Please rewrite the listing below, replacing "tree" with "shrub" and keeping everything else the same. Leave the pictures out of your answer.

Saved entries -
○ ○ ○ ○
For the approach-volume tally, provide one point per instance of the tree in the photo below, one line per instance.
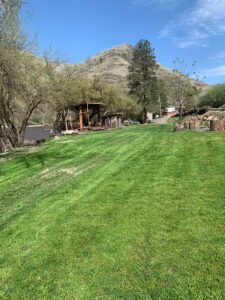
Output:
(161, 95)
(213, 96)
(183, 86)
(23, 78)
(142, 75)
○ ○ ○ ○
Written solution -
For the approach-volume tally, provide one point per instance of the shrub in the photo below, one line per instance.
Output:
(161, 95)
(213, 96)
(183, 86)
(23, 78)
(142, 75)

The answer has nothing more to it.